start Material for this exercise
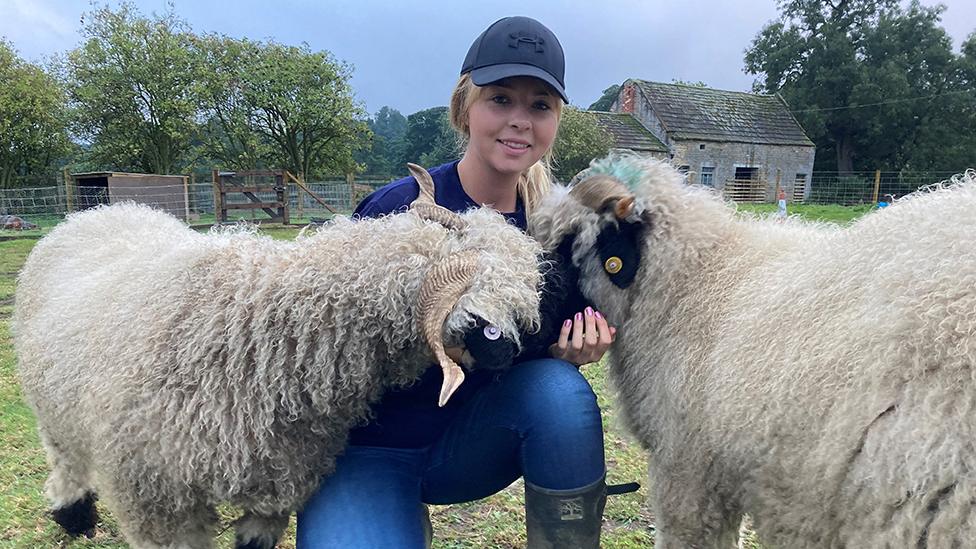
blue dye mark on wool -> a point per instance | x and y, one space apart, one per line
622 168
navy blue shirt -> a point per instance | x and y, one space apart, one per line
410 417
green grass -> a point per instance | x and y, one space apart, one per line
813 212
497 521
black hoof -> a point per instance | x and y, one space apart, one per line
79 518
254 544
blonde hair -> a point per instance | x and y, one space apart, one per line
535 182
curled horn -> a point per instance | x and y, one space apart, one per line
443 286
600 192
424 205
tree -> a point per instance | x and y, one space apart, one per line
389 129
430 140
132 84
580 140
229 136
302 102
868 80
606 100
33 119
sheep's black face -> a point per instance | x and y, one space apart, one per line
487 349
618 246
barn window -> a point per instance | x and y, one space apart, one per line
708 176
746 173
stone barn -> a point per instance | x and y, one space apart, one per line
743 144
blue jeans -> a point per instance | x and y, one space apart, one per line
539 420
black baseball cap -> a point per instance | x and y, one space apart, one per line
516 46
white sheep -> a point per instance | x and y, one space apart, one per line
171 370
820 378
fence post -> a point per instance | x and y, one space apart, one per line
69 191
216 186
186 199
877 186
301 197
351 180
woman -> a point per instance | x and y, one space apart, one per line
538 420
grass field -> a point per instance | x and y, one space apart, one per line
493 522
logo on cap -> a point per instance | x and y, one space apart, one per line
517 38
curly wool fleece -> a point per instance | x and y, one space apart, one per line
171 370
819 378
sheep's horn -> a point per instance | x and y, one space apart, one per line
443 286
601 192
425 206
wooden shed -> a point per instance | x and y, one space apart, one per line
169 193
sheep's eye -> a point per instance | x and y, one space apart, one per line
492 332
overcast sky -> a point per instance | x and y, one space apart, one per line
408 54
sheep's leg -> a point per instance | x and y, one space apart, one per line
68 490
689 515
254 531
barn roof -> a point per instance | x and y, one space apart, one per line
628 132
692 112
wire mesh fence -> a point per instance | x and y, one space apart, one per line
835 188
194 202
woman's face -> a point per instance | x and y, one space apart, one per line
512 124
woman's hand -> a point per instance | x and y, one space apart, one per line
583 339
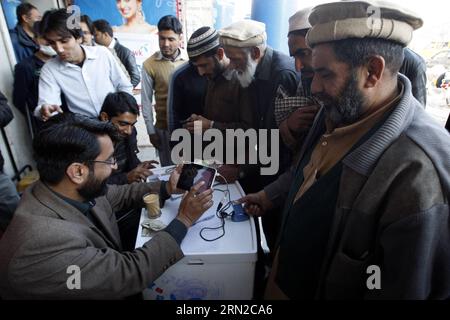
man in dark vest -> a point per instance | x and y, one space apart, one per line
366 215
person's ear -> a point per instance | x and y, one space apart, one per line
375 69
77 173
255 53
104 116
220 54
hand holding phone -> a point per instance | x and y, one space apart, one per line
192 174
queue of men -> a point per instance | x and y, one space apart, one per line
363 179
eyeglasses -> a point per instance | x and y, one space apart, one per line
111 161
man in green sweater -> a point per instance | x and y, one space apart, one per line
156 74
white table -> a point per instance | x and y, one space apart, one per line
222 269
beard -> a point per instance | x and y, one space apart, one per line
end Material for this exercise
## [Work to complete]
Restate the records word for word, omitting images.

## [Output for this task]
blue dye mark on wool -> a point per instance | x and y, one space apart, one per line
622 168
navy blue shirt -> a point per instance | x and y, one space apart, one per line
410 417
green grass -> a point per instance | x and y, one space apart, one per line
813 212
497 521
black hoof -> a point per instance | x and y, one space apart, one per line
79 518
254 544
blonde hair -> a point per instance | x and y, one space apart, one per line
535 182
curled horn -> a point per instance | x and y, one space apart, one per line
443 286
600 192
424 205
tree -> a point per instance | x and y, one space apart, one per line
389 129
430 140
132 84
580 140
229 136
302 102
868 80
606 100
33 119
sheep's black face -> a point per instance | x and y, one space apart, one per line
487 349
618 246
barn window -> a point per instance | x and y, one space apart, one per line
708 176
746 173
stone barn -> a point per instance | x and y, one space apart, one per line
743 144
blue jeans -> a point per instance | x and y, one space apart, one per line
539 420
black baseball cap -> a point per instance | x and y, one space apart, one per line
516 46
white sheep -> a point per instance | x and y, one space apart, one per line
171 370
820 378
fence post -> a point per instance | x and y, one space apart, one per line
69 191
216 186
186 199
877 186
301 197
351 180
woman -> a point per instance | x and y, one space apart, one per line
538 420
grass field -> a point per instance | x and y, one space apart, one per line
493 522
logo on cap -> a point per instance | x and y, one space apart, one per line
517 38
curly wool fleece -> a point per instance | x and y, one space apart, one per line
171 370
819 378
sheep's horn -> a point per instance | x and y, one space apart, one per line
443 286
601 192
425 206
wooden shed -> a point per instance | x and y, one space apart, one per line
169 193
sheep's eye -> a point per instance | x and y, one space apart, one per line
492 332
overcast sky -> a point per instance | x and y, one space apart, one per line
408 54
sheep's leg -> a point per instance | x and y, one space apart, one per line
68 490
689 515
254 531
barn roof -> a point per instance | x and y, one space apart, one per line
628 132
692 112
wire mesh fence -> a point per instance | x and y, one space apart, one per line
835 188
194 202
woman's face -> a point per instance | x and y, one space apart, one per line
512 124
woman's hand -> a point per instance | x and y, one space apart, one per line
583 339
man in dark vest -> a point per instance | x and y, one space apart, one per line
366 215
person's ear -> a point per instance | x and y, one space apart, one per line
375 69
77 173
255 53
104 116
220 54
hand holding phone -> a point per instance | x and y, one space apart, one per line
192 174
queue of men -> a point per instance | x and y, one space apart, one per line
363 179
eyeglasses -> a point per instance | x and y, one space apart, one per line
111 161
man in green sweater -> a point per instance | x and y, one space apart, one per line
156 74
white table -> a point per instance | x and y, one space apart, one per line
222 269
beard -> a point per instance | x and y, one space apart, one per line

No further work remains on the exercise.